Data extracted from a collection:
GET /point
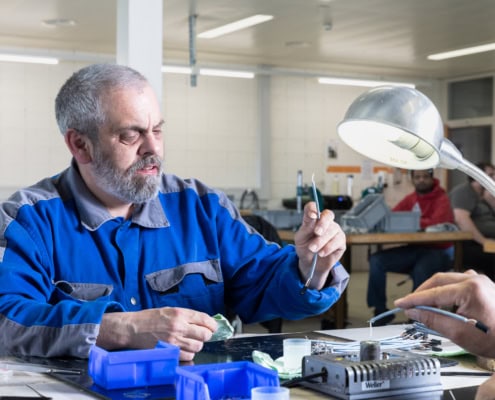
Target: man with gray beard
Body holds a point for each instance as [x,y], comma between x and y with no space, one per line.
[114,252]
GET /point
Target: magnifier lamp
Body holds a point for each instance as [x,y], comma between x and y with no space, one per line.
[399,126]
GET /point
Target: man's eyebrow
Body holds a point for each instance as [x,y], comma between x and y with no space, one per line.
[137,127]
[160,124]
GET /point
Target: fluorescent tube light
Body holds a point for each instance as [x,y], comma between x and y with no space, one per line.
[226,73]
[235,26]
[173,69]
[28,59]
[361,82]
[462,52]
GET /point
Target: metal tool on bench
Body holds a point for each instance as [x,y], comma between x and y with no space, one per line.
[371,374]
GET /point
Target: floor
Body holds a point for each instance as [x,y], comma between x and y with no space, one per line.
[359,313]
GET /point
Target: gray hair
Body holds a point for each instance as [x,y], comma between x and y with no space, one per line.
[79,103]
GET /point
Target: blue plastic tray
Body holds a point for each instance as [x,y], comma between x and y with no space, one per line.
[221,381]
[133,368]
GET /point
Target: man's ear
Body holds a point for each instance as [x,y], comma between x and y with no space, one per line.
[79,145]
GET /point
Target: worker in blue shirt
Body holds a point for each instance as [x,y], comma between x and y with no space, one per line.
[114,252]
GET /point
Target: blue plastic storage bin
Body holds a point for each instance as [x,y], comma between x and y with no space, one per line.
[220,381]
[133,368]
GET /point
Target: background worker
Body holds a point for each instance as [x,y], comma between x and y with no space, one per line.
[114,252]
[474,214]
[419,261]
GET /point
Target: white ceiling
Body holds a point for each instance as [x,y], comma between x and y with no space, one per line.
[367,37]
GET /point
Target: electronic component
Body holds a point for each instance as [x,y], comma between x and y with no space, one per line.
[395,373]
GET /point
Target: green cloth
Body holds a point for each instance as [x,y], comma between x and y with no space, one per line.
[267,361]
[224,331]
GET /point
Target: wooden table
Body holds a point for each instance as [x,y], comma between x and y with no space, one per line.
[339,311]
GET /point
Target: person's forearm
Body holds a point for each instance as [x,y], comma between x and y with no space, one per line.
[113,333]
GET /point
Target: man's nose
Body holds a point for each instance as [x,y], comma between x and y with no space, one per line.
[151,143]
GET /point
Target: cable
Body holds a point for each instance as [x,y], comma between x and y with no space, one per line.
[478,324]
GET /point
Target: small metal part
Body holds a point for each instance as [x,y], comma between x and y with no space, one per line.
[370,350]
[315,256]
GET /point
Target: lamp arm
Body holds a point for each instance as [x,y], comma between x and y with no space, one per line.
[451,158]
[478,175]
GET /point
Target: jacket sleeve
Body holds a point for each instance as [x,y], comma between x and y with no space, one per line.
[262,279]
[35,318]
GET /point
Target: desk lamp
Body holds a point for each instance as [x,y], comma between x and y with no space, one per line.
[399,126]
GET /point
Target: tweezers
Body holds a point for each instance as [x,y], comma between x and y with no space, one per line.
[315,256]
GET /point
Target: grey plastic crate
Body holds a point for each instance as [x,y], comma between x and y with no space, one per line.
[401,221]
[366,215]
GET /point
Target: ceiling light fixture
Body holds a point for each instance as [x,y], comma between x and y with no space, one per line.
[462,52]
[28,59]
[174,69]
[361,82]
[235,26]
[58,22]
[226,73]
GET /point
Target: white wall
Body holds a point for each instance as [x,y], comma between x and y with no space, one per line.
[210,130]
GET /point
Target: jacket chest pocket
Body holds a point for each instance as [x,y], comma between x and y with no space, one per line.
[187,285]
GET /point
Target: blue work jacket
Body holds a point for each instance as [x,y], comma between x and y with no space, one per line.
[65,261]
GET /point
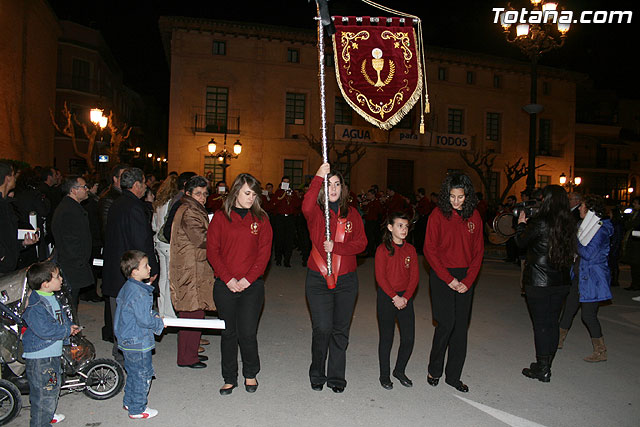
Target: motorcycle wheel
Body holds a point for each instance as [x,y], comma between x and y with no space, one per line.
[106,379]
[10,402]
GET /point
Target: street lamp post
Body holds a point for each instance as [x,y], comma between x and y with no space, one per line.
[570,182]
[534,40]
[100,121]
[224,155]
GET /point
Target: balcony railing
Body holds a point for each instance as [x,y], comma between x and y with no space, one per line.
[82,84]
[213,123]
[553,151]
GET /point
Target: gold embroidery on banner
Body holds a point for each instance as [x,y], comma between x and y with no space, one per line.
[402,41]
[378,114]
[382,108]
[347,42]
[378,65]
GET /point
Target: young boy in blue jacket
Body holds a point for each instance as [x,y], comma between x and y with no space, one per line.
[134,324]
[47,329]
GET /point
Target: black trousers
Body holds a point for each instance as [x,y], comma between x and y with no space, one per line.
[240,312]
[545,305]
[284,234]
[387,315]
[635,276]
[331,313]
[451,310]
[589,312]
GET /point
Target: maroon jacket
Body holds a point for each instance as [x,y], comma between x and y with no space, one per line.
[240,247]
[355,240]
[399,272]
[454,243]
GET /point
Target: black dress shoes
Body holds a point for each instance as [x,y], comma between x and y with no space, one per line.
[227,391]
[432,381]
[460,386]
[336,389]
[404,380]
[386,383]
[197,365]
[251,388]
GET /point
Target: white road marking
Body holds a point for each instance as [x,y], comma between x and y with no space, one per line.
[505,417]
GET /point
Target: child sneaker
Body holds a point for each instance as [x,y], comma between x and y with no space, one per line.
[57,418]
[148,413]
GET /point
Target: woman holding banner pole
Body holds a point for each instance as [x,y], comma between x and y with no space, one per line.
[331,297]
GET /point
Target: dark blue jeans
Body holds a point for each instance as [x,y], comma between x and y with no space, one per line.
[44,389]
[139,374]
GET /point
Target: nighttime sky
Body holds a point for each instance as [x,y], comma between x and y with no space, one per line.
[131,29]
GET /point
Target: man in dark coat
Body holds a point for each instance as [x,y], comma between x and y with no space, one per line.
[9,244]
[108,197]
[128,227]
[104,204]
[72,234]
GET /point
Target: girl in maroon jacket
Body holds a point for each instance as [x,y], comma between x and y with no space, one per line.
[397,276]
[331,297]
[239,248]
[454,247]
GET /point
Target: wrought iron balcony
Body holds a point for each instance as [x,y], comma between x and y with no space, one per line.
[213,123]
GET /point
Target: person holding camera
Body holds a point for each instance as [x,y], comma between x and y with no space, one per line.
[550,239]
[591,273]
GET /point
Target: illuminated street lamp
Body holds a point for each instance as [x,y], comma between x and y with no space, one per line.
[570,182]
[534,40]
[224,155]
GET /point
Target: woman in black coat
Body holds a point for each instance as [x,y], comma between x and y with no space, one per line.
[550,239]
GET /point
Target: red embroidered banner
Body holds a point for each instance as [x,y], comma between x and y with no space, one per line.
[378,68]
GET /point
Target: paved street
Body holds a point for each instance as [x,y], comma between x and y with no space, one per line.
[500,345]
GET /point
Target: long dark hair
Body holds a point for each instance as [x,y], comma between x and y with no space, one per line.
[554,211]
[387,238]
[343,201]
[254,184]
[457,180]
[595,203]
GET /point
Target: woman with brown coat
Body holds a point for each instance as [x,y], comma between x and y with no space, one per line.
[190,272]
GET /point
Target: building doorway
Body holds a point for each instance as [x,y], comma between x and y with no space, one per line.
[400,176]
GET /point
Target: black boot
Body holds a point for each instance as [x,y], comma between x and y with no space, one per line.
[540,370]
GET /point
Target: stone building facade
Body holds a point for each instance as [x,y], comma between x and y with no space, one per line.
[258,84]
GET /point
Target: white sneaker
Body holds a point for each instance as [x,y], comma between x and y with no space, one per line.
[148,413]
[57,418]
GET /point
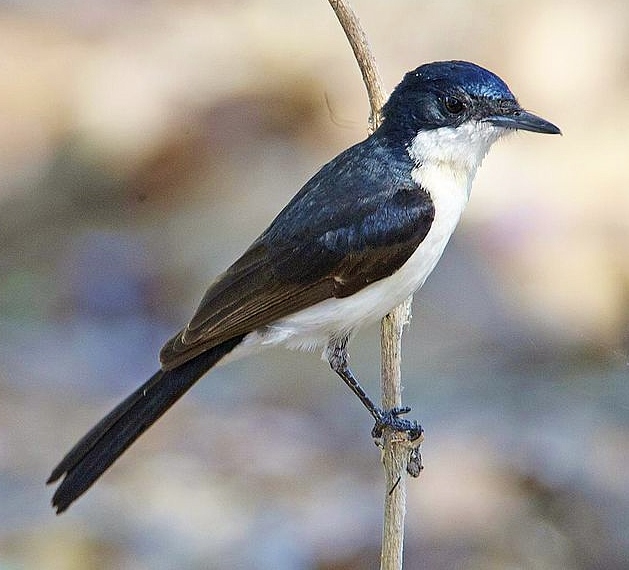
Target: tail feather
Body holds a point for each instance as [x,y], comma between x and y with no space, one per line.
[110,437]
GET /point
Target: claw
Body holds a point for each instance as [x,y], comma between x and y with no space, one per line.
[391,418]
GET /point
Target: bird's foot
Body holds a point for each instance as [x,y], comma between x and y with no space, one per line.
[391,419]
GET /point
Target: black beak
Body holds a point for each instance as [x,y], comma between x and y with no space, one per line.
[525,121]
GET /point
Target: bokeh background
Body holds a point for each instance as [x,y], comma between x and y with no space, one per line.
[144,144]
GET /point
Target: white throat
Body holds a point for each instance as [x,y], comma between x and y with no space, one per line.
[457,151]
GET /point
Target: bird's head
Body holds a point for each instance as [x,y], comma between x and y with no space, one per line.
[452,111]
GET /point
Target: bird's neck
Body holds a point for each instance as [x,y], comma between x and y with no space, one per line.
[455,151]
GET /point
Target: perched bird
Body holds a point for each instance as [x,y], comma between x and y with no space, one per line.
[361,236]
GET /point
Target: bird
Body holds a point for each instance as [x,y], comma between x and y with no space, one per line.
[359,238]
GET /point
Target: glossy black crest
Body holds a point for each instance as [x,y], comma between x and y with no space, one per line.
[446,93]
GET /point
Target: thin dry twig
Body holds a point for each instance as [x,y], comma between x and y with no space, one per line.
[399,455]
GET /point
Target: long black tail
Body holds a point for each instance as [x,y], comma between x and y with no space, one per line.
[110,437]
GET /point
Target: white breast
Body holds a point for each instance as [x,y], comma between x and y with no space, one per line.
[313,327]
[447,161]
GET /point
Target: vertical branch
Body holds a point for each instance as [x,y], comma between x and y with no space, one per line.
[364,57]
[399,455]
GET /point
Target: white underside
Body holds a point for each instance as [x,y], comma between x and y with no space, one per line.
[447,175]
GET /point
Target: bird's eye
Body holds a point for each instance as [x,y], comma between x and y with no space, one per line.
[454,105]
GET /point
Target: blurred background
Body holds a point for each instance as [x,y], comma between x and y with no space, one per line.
[144,144]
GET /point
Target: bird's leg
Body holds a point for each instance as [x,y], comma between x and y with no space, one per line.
[336,353]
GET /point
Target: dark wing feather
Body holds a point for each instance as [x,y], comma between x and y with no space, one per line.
[355,222]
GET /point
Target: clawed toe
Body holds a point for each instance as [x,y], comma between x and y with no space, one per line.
[391,418]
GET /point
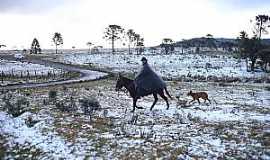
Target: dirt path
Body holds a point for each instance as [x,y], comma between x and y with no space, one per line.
[85,75]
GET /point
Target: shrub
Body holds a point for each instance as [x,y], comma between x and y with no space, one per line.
[89,105]
[52,95]
[18,108]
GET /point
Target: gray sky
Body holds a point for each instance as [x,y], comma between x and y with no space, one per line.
[80,21]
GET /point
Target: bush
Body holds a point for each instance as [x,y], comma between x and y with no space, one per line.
[52,95]
[18,108]
[89,105]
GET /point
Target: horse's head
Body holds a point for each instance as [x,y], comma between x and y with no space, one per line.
[189,93]
[119,83]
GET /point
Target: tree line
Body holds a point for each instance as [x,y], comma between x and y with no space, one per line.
[252,48]
[112,33]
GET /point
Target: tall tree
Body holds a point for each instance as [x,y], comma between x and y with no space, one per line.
[210,41]
[167,44]
[262,22]
[249,48]
[89,44]
[131,38]
[35,47]
[113,33]
[139,43]
[57,40]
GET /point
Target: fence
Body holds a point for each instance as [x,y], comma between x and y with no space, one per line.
[34,75]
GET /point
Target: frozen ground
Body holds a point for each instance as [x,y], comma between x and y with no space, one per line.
[235,127]
[18,68]
[170,66]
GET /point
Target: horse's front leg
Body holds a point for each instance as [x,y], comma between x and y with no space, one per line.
[134,104]
[156,99]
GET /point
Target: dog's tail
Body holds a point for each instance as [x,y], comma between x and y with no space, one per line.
[167,92]
[212,99]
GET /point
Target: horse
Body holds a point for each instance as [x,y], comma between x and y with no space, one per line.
[130,86]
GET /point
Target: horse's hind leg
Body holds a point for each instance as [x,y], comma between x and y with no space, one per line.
[165,98]
[134,104]
[155,101]
[209,100]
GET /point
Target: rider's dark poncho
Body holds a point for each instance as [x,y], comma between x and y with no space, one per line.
[147,82]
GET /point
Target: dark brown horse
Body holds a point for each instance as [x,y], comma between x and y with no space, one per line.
[130,86]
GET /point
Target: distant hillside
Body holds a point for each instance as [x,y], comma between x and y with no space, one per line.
[212,42]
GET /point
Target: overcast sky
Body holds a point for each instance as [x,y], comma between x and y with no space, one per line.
[80,21]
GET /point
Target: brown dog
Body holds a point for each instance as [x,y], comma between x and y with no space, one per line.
[198,95]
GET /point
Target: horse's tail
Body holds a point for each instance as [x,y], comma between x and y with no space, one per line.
[167,92]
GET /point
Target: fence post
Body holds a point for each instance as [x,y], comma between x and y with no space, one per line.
[35,76]
[28,76]
[2,76]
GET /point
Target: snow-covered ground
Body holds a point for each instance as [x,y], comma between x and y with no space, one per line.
[170,66]
[235,125]
[18,68]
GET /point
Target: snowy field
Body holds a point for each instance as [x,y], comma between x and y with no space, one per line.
[235,126]
[169,66]
[18,68]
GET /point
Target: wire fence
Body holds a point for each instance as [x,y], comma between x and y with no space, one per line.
[34,75]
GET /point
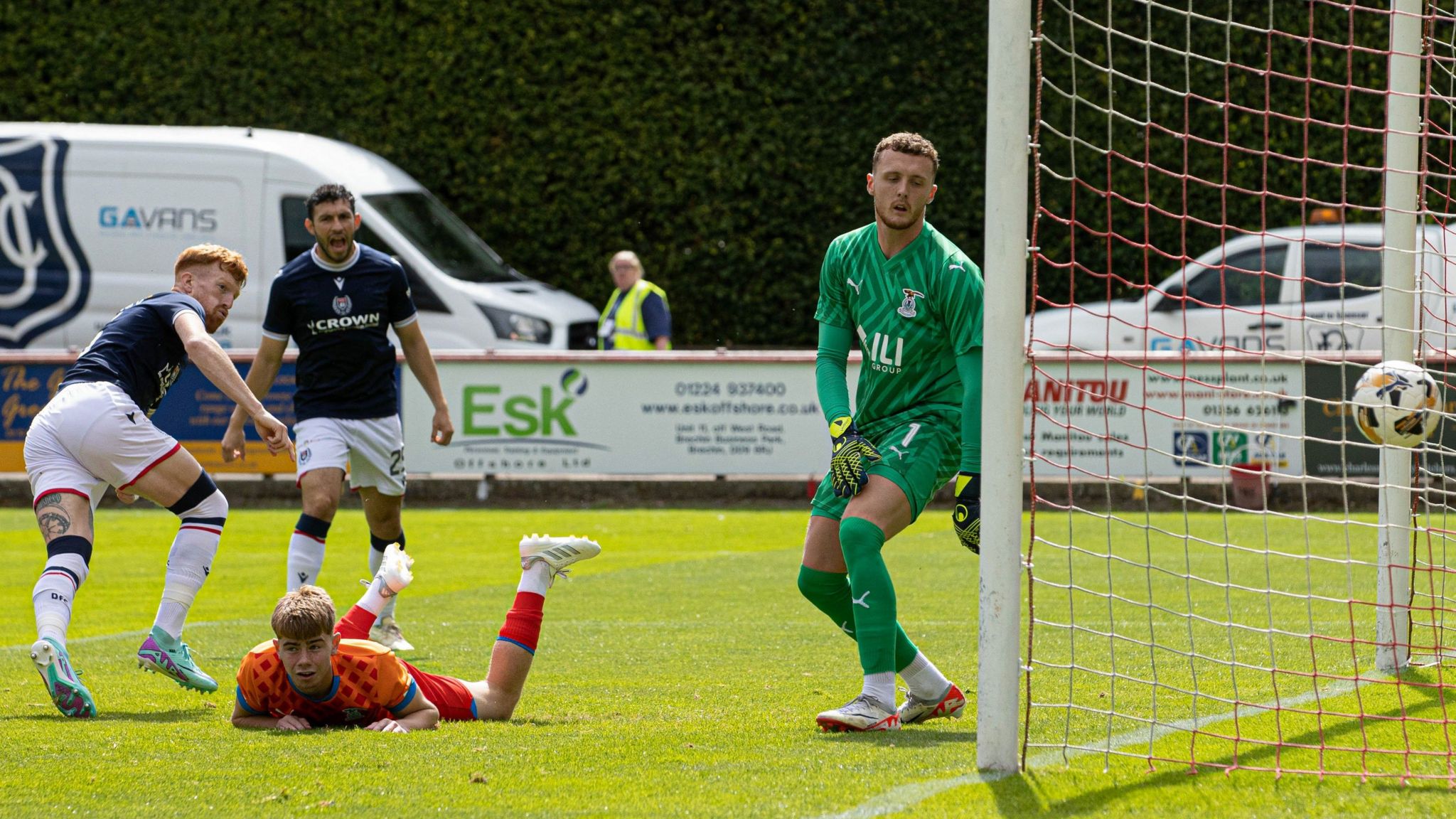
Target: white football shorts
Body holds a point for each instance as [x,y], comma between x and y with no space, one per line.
[370,449]
[92,436]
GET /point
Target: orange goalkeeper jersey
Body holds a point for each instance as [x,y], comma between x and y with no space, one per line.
[369,684]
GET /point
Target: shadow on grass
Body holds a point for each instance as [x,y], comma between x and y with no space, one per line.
[1017,796]
[901,738]
[172,716]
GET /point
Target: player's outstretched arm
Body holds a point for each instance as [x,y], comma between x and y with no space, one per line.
[261,376]
[422,363]
[419,714]
[851,454]
[219,369]
[245,720]
[967,516]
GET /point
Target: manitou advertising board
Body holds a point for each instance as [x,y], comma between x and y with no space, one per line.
[1164,419]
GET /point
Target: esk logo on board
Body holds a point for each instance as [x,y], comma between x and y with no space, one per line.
[44,277]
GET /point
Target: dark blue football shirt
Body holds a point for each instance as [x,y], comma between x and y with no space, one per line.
[139,350]
[340,316]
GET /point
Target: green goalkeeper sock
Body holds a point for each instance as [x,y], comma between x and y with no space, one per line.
[872,595]
[829,592]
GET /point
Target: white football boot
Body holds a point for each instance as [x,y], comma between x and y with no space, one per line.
[860,714]
[393,576]
[558,552]
[393,570]
[916,710]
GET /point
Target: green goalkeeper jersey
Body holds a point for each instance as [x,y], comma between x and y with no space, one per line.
[912,314]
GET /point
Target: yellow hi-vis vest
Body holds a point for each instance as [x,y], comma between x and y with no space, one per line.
[629,331]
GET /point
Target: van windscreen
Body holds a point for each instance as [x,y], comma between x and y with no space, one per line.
[440,235]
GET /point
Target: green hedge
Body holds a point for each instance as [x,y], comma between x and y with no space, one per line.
[724,141]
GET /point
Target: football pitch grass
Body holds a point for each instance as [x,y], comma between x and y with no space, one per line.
[678,675]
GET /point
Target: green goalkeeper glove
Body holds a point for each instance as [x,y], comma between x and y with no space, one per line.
[967,516]
[851,458]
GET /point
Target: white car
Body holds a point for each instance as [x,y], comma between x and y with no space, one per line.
[1293,289]
[92,216]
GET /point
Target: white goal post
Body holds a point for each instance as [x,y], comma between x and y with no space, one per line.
[1175,611]
[1008,107]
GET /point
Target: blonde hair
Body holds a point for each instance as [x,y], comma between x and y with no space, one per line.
[623,255]
[207,255]
[304,614]
[914,144]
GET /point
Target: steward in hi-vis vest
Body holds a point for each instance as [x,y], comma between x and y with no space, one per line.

● **Task requirements**:
Take the records above from their first line through the line with "Target: man's ear" and set those lines down word for word, minus the pictures.

● **Task solution**:
GET /point
Target: man with gray beard
Body holds a point for each instance as [x,y], comma between x and y with no space, one per line.
[114,252]
GET /point
Target: magnifier lamp
Body holds a point for each instance as [x,y], comma between x and y with no space, one per line.
[399,126]
GET /point
Target: man's eyebrow
Body holds a point for each instance as [x,y], comma between x and y with no space, one per line.
[137,127]
[160,124]
GET /point
Target: fluorescent tube light
Body holds a point for each instance as [x,y], comma between x and y with no space, one per line.
[226,73]
[235,26]
[173,69]
[28,59]
[361,82]
[462,52]
GET /point
Target: metal tool on bench
Body holds a point for each instance as [x,y], comma between x and y with no space, one per line.
[371,374]
GET /point
Target: floor
Body holds a point for each instance as [x,y], comma between x and y with no space, one per line.
[359,313]
GET /point
Target: gray hair
Body holds a point for each instance as [x,y], comma between x and y with no space, one per line.
[79,103]
GET /point
Target: blue plastic tray
Body holds a point for each instance as [x,y], comma between x and y with no space, one per line.
[221,381]
[133,368]
GET /point
Target: man's ear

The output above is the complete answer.